● CHALLENGE
Recast the listing from the line with "Provide one marker per instance of the branch" to the line with "x=45, y=123" as a two-column CSV with the columns instruction and coordinates. Give one row for each line beginning with "Provide" together with the coordinate lines that follow it, with each field in double quotes and line breaks replaced by spaces.

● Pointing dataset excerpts
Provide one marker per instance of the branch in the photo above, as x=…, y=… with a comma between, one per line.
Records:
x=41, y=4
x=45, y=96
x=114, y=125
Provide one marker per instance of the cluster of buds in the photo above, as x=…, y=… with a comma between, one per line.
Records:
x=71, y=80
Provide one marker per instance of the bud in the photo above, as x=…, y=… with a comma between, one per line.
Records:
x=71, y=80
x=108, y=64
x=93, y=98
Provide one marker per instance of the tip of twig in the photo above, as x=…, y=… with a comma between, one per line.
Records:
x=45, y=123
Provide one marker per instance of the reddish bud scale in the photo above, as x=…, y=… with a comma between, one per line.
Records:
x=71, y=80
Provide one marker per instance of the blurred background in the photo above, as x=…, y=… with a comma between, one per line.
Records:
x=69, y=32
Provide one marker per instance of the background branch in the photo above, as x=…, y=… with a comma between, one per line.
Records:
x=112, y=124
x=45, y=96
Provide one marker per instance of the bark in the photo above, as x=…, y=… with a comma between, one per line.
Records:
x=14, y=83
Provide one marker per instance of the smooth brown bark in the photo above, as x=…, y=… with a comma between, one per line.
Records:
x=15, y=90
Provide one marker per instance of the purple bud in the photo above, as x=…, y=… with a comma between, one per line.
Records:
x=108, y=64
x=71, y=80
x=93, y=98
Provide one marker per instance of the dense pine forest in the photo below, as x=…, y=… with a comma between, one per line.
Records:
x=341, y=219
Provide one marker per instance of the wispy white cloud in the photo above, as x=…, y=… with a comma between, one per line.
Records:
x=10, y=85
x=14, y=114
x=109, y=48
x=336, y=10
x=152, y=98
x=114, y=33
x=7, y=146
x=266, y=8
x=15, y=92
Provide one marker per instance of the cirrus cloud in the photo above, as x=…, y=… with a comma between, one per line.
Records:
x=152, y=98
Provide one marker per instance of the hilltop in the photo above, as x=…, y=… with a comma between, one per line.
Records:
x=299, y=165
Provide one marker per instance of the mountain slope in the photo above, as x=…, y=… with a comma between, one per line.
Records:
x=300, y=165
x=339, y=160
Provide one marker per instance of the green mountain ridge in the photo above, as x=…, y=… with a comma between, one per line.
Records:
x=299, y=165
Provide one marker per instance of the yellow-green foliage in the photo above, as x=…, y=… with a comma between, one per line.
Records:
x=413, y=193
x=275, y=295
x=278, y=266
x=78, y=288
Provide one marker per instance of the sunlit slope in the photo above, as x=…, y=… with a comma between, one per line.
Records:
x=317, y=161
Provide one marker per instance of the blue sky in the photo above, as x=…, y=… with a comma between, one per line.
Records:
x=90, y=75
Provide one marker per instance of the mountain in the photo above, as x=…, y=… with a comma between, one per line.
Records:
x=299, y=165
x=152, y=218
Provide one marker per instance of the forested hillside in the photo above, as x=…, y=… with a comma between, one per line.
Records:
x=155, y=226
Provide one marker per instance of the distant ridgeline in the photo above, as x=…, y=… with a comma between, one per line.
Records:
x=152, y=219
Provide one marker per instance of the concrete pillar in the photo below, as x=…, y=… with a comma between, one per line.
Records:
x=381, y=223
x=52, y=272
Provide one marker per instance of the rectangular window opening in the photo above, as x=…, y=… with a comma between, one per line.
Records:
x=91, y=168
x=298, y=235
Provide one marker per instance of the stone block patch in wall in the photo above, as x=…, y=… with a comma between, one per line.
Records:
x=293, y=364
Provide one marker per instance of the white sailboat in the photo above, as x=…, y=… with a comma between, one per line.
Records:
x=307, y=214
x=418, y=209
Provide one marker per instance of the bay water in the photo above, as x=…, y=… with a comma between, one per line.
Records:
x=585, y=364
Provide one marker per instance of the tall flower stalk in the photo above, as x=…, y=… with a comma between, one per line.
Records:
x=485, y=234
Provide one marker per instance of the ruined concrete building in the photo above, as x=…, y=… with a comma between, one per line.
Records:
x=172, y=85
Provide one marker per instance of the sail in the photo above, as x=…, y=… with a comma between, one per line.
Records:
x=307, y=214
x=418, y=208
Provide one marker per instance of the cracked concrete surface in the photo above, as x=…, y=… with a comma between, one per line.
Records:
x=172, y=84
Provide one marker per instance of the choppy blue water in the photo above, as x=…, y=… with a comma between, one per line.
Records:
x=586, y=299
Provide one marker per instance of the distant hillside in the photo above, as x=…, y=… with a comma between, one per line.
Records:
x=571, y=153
--
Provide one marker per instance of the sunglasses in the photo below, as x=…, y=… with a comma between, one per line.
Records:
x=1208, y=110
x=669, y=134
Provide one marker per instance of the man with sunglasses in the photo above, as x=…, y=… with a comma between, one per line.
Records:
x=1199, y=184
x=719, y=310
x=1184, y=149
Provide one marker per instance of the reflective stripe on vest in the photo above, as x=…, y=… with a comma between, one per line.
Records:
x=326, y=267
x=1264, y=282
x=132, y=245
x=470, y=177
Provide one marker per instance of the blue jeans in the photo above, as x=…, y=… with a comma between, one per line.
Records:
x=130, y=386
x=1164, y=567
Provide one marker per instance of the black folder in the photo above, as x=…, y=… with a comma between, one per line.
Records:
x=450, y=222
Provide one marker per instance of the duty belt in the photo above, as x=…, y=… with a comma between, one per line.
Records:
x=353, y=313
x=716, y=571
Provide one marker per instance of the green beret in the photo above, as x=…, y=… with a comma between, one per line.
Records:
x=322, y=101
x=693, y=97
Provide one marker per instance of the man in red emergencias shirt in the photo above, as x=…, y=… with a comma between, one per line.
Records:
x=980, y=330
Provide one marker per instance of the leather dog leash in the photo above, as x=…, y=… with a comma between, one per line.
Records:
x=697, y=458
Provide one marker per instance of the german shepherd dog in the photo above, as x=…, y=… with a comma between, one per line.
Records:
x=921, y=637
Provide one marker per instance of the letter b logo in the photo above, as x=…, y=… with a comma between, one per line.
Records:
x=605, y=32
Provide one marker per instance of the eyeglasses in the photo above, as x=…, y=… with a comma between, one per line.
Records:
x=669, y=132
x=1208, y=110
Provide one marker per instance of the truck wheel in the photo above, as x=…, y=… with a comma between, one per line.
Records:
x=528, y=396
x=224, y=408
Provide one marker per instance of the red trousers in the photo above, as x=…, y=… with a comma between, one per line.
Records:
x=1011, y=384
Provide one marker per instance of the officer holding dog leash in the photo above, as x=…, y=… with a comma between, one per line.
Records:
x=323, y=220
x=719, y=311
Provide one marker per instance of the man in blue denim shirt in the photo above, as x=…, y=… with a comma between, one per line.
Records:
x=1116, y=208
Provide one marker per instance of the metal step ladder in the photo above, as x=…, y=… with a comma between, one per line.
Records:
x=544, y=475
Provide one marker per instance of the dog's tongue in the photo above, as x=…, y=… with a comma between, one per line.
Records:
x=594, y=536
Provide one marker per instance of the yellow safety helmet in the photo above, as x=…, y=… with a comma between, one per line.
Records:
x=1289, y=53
--
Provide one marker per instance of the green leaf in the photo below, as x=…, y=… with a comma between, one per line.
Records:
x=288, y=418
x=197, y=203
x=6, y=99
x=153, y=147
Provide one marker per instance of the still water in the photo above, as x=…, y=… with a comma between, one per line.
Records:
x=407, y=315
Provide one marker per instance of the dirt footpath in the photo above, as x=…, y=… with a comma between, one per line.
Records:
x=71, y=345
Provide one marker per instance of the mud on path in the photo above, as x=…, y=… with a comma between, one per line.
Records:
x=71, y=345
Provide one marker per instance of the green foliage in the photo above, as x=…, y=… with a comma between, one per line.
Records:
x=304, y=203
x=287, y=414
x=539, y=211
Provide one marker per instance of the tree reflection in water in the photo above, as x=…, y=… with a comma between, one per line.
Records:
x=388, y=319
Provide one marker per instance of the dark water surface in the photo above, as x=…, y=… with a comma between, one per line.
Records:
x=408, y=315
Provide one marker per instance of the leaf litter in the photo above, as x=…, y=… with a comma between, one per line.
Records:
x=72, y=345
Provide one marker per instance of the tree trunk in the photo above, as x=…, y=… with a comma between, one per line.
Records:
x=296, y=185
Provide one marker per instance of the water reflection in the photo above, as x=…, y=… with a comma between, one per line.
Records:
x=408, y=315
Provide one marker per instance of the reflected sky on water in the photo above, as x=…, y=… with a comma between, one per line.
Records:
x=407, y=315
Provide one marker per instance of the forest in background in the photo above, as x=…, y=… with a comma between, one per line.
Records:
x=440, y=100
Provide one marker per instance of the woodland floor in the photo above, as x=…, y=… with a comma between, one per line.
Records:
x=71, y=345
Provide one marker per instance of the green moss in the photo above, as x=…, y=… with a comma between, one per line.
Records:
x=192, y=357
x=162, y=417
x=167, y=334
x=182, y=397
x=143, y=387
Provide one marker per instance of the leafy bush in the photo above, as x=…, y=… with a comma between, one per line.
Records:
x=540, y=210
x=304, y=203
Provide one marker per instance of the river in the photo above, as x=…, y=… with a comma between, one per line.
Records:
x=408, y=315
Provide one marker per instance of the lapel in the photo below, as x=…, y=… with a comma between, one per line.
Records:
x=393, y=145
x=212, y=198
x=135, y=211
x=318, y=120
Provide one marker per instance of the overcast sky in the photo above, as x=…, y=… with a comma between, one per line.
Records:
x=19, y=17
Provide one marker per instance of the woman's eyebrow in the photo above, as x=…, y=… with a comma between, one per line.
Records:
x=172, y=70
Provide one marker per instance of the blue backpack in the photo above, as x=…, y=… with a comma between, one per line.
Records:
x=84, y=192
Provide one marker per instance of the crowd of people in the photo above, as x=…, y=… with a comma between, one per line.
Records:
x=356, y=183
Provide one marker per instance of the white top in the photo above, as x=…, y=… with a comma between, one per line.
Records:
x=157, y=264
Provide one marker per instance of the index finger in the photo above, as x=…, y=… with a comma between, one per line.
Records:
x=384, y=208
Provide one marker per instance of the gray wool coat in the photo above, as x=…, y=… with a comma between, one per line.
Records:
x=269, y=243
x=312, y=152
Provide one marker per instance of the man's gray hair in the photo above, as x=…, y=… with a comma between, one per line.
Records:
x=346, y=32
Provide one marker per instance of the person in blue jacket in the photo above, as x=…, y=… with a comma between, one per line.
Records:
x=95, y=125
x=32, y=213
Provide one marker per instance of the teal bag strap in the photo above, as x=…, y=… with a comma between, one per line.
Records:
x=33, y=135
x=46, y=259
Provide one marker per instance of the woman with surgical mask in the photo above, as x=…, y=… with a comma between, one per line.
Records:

● EXERCISE OUTPUT
instruction,coordinates
"Provide one marker per instance of the branch in the photo above, as x=…, y=… with a comma between, one per line. Records:","x=41, y=4 x=45, y=96 x=114, y=125"
"Provide one marker per instance of the cluster of buds in the photo above, as x=…, y=… with a comma between, one per line. Records:","x=71, y=80"
"Provide one marker per instance of the bud in the photo above, as x=…, y=… with a comma between, one per line. Records:","x=71, y=80 x=108, y=64 x=93, y=98"
"Provide one marker per instance of the tip of twig in the photo above, as x=…, y=… with a comma between, one per line. Records:","x=45, y=123"